--- PROVIDED DATA ---
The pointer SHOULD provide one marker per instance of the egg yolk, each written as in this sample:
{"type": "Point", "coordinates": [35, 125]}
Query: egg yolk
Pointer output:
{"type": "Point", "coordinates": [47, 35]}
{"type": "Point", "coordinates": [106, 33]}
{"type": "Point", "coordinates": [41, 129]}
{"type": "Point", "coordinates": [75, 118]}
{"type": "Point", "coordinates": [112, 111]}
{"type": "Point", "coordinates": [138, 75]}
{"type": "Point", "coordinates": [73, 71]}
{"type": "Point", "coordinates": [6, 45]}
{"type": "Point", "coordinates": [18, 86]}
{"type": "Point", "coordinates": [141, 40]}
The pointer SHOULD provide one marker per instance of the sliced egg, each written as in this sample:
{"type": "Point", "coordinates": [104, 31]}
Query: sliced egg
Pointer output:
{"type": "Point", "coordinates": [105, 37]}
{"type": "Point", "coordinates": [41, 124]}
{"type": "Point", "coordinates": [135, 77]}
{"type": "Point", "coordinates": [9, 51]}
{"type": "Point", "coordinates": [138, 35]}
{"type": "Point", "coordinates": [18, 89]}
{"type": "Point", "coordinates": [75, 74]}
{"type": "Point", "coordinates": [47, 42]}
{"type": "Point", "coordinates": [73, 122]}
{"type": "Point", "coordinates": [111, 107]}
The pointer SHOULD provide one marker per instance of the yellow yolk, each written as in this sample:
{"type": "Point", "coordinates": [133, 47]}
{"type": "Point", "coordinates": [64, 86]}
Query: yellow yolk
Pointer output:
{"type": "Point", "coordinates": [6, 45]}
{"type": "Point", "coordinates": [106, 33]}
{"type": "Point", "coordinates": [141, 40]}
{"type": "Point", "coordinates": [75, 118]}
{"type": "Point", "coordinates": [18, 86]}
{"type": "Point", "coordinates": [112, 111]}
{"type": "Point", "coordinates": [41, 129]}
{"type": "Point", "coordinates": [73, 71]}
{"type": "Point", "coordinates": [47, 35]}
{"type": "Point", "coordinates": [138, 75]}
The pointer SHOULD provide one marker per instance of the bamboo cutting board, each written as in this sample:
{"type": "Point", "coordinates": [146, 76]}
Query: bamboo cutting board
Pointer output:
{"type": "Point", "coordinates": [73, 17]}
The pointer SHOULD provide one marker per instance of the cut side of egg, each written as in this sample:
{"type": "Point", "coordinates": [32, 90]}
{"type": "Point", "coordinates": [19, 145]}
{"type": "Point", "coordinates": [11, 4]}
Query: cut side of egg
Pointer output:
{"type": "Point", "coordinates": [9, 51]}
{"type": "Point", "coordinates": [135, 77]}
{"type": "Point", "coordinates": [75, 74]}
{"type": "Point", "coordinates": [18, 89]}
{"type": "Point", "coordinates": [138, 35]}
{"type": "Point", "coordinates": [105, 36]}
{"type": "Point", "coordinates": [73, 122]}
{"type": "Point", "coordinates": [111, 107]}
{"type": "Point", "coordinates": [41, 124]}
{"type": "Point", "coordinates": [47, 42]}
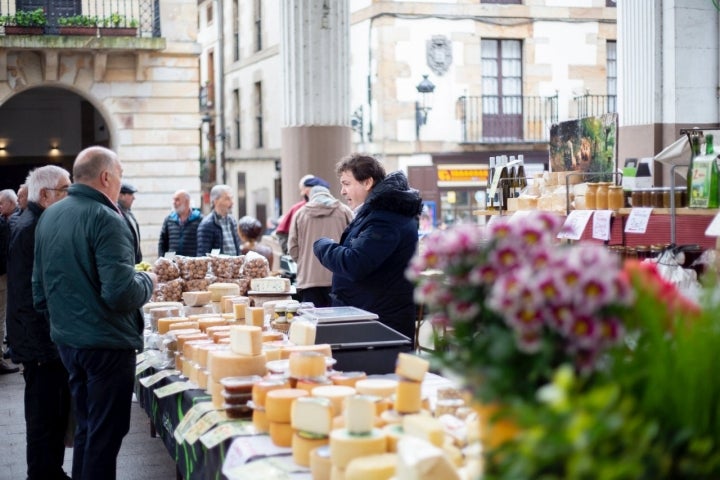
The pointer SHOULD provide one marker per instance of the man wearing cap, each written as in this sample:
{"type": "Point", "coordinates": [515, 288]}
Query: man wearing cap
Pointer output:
{"type": "Point", "coordinates": [125, 201]}
{"type": "Point", "coordinates": [283, 230]}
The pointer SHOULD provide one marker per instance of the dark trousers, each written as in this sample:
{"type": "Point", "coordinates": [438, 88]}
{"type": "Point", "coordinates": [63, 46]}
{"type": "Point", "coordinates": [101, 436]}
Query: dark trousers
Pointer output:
{"type": "Point", "coordinates": [47, 403]}
{"type": "Point", "coordinates": [320, 296]}
{"type": "Point", "coordinates": [101, 382]}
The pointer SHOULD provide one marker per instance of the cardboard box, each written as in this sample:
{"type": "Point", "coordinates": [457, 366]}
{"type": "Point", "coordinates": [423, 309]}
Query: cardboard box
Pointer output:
{"type": "Point", "coordinates": [367, 346]}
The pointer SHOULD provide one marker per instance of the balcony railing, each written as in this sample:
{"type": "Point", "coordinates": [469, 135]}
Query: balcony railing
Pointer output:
{"type": "Point", "coordinates": [508, 119]}
{"type": "Point", "coordinates": [593, 105]}
{"type": "Point", "coordinates": [145, 14]}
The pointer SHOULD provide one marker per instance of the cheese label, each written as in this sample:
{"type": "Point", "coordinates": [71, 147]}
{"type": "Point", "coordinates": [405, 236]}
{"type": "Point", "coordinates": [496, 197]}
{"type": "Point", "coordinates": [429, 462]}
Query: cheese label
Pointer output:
{"type": "Point", "coordinates": [156, 377]}
{"type": "Point", "coordinates": [192, 416]}
{"type": "Point", "coordinates": [224, 431]}
{"type": "Point", "coordinates": [203, 425]}
{"type": "Point", "coordinates": [173, 388]}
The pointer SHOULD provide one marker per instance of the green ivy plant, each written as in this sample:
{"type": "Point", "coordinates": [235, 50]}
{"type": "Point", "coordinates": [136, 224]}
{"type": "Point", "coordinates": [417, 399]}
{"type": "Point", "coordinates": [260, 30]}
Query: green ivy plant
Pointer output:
{"type": "Point", "coordinates": [28, 18]}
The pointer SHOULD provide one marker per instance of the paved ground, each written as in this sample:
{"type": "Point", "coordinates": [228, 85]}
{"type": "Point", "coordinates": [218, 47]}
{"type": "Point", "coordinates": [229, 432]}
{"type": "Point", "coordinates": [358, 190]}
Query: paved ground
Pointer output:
{"type": "Point", "coordinates": [141, 457]}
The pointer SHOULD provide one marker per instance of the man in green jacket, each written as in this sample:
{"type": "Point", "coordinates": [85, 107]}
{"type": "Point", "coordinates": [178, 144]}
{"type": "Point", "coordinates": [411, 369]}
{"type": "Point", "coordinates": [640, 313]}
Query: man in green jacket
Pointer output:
{"type": "Point", "coordinates": [84, 276]}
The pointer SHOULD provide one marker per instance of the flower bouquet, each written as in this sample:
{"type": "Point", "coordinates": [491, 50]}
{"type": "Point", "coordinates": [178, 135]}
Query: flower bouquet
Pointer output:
{"type": "Point", "coordinates": [518, 303]}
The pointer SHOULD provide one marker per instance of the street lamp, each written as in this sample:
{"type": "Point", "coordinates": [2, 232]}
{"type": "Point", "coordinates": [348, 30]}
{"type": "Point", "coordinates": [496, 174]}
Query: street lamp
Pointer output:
{"type": "Point", "coordinates": [425, 88]}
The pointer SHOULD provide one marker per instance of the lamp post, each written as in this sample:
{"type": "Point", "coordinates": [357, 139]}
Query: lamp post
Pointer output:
{"type": "Point", "coordinates": [425, 88]}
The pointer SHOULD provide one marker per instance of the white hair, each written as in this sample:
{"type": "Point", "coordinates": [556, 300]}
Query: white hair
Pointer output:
{"type": "Point", "coordinates": [44, 177]}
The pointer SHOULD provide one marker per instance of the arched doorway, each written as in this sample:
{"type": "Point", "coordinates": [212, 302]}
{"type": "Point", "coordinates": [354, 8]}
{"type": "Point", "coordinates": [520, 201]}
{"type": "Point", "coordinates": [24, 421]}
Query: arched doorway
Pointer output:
{"type": "Point", "coordinates": [46, 125]}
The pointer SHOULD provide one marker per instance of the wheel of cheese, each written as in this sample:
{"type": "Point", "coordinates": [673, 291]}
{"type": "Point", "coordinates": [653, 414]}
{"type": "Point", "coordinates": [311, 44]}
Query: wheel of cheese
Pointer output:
{"type": "Point", "coordinates": [320, 464]}
{"type": "Point", "coordinates": [336, 394]}
{"type": "Point", "coordinates": [302, 447]}
{"type": "Point", "coordinates": [347, 379]}
{"type": "Point", "coordinates": [260, 389]}
{"type": "Point", "coordinates": [224, 363]}
{"type": "Point", "coordinates": [278, 403]}
{"type": "Point", "coordinates": [260, 420]}
{"type": "Point", "coordinates": [372, 467]}
{"type": "Point", "coordinates": [306, 365]}
{"type": "Point", "coordinates": [323, 348]}
{"type": "Point", "coordinates": [344, 446]}
{"type": "Point", "coordinates": [408, 396]}
{"type": "Point", "coordinates": [280, 434]}
{"type": "Point", "coordinates": [165, 322]}
{"type": "Point", "coordinates": [380, 387]}
{"type": "Point", "coordinates": [393, 433]}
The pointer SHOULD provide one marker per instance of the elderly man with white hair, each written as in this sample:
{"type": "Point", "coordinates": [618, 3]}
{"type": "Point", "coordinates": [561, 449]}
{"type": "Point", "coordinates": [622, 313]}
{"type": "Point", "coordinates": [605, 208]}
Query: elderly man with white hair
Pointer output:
{"type": "Point", "coordinates": [218, 230]}
{"type": "Point", "coordinates": [179, 231]}
{"type": "Point", "coordinates": [47, 394]}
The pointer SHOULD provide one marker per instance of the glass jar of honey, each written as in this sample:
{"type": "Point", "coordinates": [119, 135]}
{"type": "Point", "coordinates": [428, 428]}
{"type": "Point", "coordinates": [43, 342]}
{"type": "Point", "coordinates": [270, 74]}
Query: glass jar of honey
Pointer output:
{"type": "Point", "coordinates": [616, 197]}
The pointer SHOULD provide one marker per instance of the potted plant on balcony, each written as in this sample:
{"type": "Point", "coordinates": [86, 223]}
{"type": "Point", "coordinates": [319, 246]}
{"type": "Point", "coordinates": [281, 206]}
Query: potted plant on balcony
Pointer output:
{"type": "Point", "coordinates": [30, 22]}
{"type": "Point", "coordinates": [117, 25]}
{"type": "Point", "coordinates": [78, 25]}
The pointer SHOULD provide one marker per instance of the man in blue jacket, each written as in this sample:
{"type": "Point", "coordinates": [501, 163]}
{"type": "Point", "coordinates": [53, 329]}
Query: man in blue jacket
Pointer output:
{"type": "Point", "coordinates": [84, 276]}
{"type": "Point", "coordinates": [179, 230]}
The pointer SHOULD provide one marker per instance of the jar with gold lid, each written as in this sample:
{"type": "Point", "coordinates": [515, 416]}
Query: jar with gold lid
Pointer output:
{"type": "Point", "coordinates": [601, 202]}
{"type": "Point", "coordinates": [616, 197]}
{"type": "Point", "coordinates": [591, 196]}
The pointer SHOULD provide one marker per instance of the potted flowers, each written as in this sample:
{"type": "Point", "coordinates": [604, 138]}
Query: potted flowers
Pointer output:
{"type": "Point", "coordinates": [117, 25]}
{"type": "Point", "coordinates": [78, 25]}
{"type": "Point", "coordinates": [29, 22]}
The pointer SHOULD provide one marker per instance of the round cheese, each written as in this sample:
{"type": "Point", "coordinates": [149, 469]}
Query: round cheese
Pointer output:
{"type": "Point", "coordinates": [306, 364]}
{"type": "Point", "coordinates": [302, 447]}
{"type": "Point", "coordinates": [372, 467]}
{"type": "Point", "coordinates": [344, 446]}
{"type": "Point", "coordinates": [380, 387]}
{"type": "Point", "coordinates": [280, 434]}
{"type": "Point", "coordinates": [320, 464]}
{"type": "Point", "coordinates": [336, 394]}
{"type": "Point", "coordinates": [278, 403]}
{"type": "Point", "coordinates": [408, 396]}
{"type": "Point", "coordinates": [224, 363]}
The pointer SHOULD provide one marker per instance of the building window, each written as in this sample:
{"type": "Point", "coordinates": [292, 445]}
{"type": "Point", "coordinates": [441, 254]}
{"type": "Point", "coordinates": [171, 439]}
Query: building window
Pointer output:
{"type": "Point", "coordinates": [258, 25]}
{"type": "Point", "coordinates": [258, 115]}
{"type": "Point", "coordinates": [236, 31]}
{"type": "Point", "coordinates": [612, 76]}
{"type": "Point", "coordinates": [502, 88]}
{"type": "Point", "coordinates": [236, 118]}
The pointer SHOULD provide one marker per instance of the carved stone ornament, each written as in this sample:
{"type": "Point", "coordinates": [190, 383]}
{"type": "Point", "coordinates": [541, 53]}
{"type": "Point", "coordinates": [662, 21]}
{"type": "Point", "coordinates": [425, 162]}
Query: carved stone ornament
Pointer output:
{"type": "Point", "coordinates": [439, 54]}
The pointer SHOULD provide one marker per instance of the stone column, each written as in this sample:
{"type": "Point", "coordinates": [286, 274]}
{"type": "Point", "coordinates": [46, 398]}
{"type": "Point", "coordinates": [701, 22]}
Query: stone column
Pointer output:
{"type": "Point", "coordinates": [667, 72]}
{"type": "Point", "coordinates": [316, 90]}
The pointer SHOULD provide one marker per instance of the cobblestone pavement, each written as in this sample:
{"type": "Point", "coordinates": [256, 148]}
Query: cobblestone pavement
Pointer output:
{"type": "Point", "coordinates": [141, 456]}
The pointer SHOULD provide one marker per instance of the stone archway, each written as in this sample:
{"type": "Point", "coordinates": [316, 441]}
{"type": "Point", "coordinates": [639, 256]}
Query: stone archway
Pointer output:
{"type": "Point", "coordinates": [46, 125]}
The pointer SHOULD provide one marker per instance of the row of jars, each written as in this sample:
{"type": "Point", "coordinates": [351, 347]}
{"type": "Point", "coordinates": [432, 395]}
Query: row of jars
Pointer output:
{"type": "Point", "coordinates": [607, 196]}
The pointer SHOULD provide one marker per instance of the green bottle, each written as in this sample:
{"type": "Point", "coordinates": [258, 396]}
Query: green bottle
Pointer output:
{"type": "Point", "coordinates": [710, 152]}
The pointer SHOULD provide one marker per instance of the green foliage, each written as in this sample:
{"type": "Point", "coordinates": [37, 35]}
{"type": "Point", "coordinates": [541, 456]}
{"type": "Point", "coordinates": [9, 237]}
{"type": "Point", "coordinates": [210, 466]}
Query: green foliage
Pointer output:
{"type": "Point", "coordinates": [78, 21]}
{"type": "Point", "coordinates": [28, 18]}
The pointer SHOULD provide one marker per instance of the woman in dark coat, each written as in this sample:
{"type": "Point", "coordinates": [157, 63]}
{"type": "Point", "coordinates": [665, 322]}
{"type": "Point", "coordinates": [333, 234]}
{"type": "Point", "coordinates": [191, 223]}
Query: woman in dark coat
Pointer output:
{"type": "Point", "coordinates": [369, 263]}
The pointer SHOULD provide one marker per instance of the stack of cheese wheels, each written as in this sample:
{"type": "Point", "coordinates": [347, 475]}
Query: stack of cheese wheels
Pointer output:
{"type": "Point", "coordinates": [259, 394]}
{"type": "Point", "coordinates": [311, 420]}
{"type": "Point", "coordinates": [410, 370]}
{"type": "Point", "coordinates": [278, 406]}
{"type": "Point", "coordinates": [237, 392]}
{"type": "Point", "coordinates": [359, 438]}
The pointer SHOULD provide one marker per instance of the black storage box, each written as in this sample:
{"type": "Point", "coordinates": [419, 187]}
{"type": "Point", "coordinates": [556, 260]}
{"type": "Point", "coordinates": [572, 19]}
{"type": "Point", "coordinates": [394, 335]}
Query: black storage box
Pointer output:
{"type": "Point", "coordinates": [363, 345]}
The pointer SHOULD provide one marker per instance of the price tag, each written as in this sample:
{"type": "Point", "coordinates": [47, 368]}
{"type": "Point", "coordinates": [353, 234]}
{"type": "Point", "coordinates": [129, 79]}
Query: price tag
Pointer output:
{"type": "Point", "coordinates": [575, 224]}
{"type": "Point", "coordinates": [713, 229]}
{"type": "Point", "coordinates": [222, 432]}
{"type": "Point", "coordinates": [192, 416]}
{"type": "Point", "coordinates": [638, 219]}
{"type": "Point", "coordinates": [171, 389]}
{"type": "Point", "coordinates": [141, 367]}
{"type": "Point", "coordinates": [203, 425]}
{"type": "Point", "coordinates": [601, 224]}
{"type": "Point", "coordinates": [156, 377]}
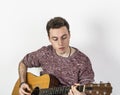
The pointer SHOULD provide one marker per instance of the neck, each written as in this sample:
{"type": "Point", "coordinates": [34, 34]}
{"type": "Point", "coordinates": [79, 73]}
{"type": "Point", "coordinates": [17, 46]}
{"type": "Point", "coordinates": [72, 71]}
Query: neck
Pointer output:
{"type": "Point", "coordinates": [67, 53]}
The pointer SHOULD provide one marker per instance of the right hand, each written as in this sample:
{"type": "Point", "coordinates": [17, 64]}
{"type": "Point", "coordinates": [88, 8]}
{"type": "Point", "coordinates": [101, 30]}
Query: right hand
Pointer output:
{"type": "Point", "coordinates": [24, 89]}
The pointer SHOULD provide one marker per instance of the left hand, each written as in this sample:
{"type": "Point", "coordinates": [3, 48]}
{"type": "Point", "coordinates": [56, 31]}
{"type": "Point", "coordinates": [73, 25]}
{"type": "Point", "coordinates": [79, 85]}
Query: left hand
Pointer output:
{"type": "Point", "coordinates": [74, 91]}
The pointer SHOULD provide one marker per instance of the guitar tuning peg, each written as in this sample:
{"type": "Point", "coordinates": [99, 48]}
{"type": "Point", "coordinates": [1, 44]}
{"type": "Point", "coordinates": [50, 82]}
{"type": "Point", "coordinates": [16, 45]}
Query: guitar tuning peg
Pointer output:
{"type": "Point", "coordinates": [101, 82]}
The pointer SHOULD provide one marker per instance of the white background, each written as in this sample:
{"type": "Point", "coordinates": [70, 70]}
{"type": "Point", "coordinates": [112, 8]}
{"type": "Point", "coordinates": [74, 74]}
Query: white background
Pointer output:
{"type": "Point", "coordinates": [95, 30]}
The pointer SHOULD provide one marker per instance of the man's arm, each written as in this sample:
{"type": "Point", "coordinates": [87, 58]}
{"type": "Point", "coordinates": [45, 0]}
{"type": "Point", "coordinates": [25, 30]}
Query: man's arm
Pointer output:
{"type": "Point", "coordinates": [24, 87]}
{"type": "Point", "coordinates": [22, 72]}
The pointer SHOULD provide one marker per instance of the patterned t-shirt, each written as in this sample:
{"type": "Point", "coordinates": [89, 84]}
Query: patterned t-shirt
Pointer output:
{"type": "Point", "coordinates": [76, 68]}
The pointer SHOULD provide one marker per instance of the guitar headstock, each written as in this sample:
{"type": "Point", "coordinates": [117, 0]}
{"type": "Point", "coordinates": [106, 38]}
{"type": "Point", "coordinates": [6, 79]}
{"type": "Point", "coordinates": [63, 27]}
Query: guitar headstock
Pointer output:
{"type": "Point", "coordinates": [99, 89]}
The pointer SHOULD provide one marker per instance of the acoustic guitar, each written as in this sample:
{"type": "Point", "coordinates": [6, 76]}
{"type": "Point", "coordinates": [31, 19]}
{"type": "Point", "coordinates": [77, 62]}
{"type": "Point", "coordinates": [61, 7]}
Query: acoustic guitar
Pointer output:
{"type": "Point", "coordinates": [49, 85]}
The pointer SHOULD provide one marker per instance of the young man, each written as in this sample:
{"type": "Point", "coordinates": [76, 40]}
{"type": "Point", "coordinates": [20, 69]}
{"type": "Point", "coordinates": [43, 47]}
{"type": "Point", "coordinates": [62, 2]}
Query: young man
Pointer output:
{"type": "Point", "coordinates": [69, 65]}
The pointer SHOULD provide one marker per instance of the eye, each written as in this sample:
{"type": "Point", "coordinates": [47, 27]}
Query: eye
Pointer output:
{"type": "Point", "coordinates": [55, 39]}
{"type": "Point", "coordinates": [64, 37]}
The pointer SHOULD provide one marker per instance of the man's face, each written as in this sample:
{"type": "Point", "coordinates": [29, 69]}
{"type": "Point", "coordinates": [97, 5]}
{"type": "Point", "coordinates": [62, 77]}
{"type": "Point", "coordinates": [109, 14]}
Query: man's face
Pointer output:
{"type": "Point", "coordinates": [59, 38]}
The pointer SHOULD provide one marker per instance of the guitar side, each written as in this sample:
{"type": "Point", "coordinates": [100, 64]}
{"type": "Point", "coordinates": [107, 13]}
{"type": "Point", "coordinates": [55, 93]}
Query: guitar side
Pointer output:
{"type": "Point", "coordinates": [44, 81]}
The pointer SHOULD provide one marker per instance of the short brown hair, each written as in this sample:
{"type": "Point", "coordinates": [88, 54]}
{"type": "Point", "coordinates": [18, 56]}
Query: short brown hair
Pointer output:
---
Copy word for word the lines of the items from the line with "The pointer SHOULD provide one marker per instance of the short" through the last line of the items, both included.

The pointer SHOULD provide one marker per instance of the short brown hair, each written as in this sample:
{"type": "Point", "coordinates": [88, 54]}
{"type": "Point", "coordinates": [18, 56]}
Query: short brown hair
Pointer output:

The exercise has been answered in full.